#### [Requests]
**A)** Which numbered claims and facts does the passage on moduli of the form 2^e − 1 cite?
**B)** Extend the passage on moduli of the form 2^e − 1 from the point where it stops.

#### [Selection]
------------------------------------------------

Here we use integers of the form  $2^{e_i} - 1$  for each  $m_i$ . Then we can reduce the cost of computing  $u_i$ ,  $v_i$ , and  $u_i \cdot v_i \mod m_i$ . As explained below (Claim 1), we can compute each  $u_i$  (resp.,  $v_i$ ) by some  $O(\ell)$ -size circuit. Also it will be shown later (Claim 6) that the cost

of computing  $u_i \cdot v_i \mod m_i$  is almost the same as that of ordinary multiplication; hence, this task can be done by  $O(e_i^2)$ -size circuit because both  $u_i$  and  $v_i$  are  $e_i$  bit integers.

Note also that the relative primality of  $2^e - 1$  and  $2^{e'} - 1$  is coincide with e and e' (see Fact 2 below). Thus, we can use  $e_1 = \lceil \ell/2 \rceil$  and  $e_2 = \lceil \ell/2 \rceil + 1$ . On the other hand, if we want to divide the checking into small pieces, we may choose the first k prime numbers for  $e_1, e_2, ..., e_k$  such that  $e_1 + e_2 + \cdots + e_k > \ell + k$  (where +k is for some margin). In this case, we can bound k and  $e_k$  by  $O(e_k/\log e_k)$  and  $O((\ell \log \ell)^{1/2})$  respectively, and thus, the size of the test circuit  $C_x^{ex2}$  is bounded by  $O(\ell^{3/2}(\log \ell)^{1/2})$  [Hor97].

**Fact 2.** For any  $e, e' \ge 1$ ,  $2^e - 1$  and  $2^{e'} - 1$  are relatively prime if and only if so are e and e'.

------------------------------------------------

#### [Recorded information]
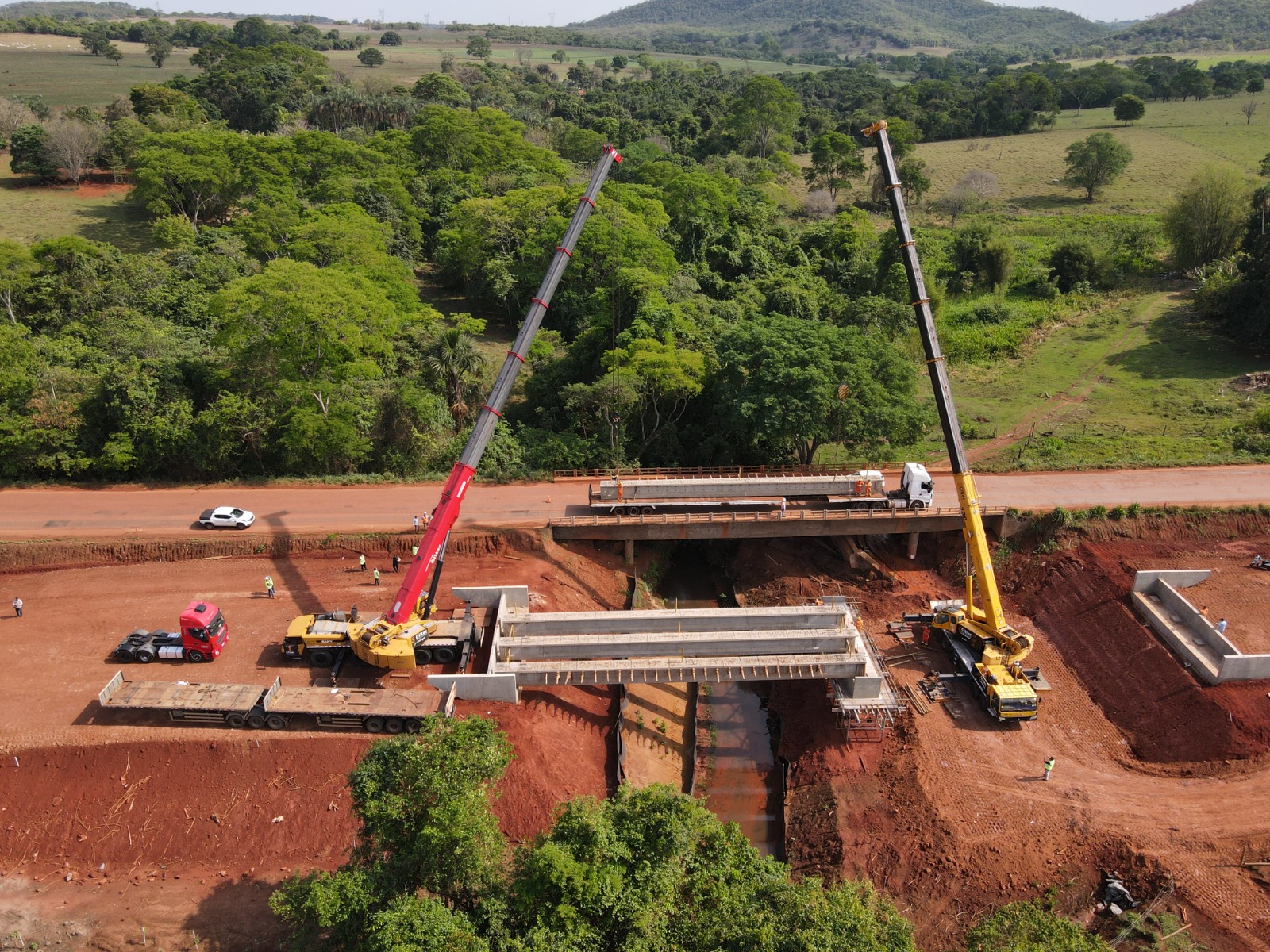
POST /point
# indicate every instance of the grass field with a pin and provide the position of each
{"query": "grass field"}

------------------------------------------------

#### [Final answers]
**A)** Claim 1, Claim 6, Fact 2

**B)**
Now to get an asymptotically better bound, we consider applying the Chinese Remainder Theorem recursively. That is, we break down the test of  $u_i \times v_i \equiv x_i \pmod{m_i}$ yet further. Unfortunately, however, the characterization like Fact 1 does not hold in general. For example, while we have  $12 \times 12 \equiv 20 \pmod{2^5 - 1}$ ,  $12 \equiv 5 \pmod{2^3 - 1}$ , and  $20 \equiv 6 \pmod{2^3 - 1}$ , it does not hold that  $5 \times 5 \equiv 6 \pmod{2^3 - 1}$ . Here we extend Fact 1 as follows.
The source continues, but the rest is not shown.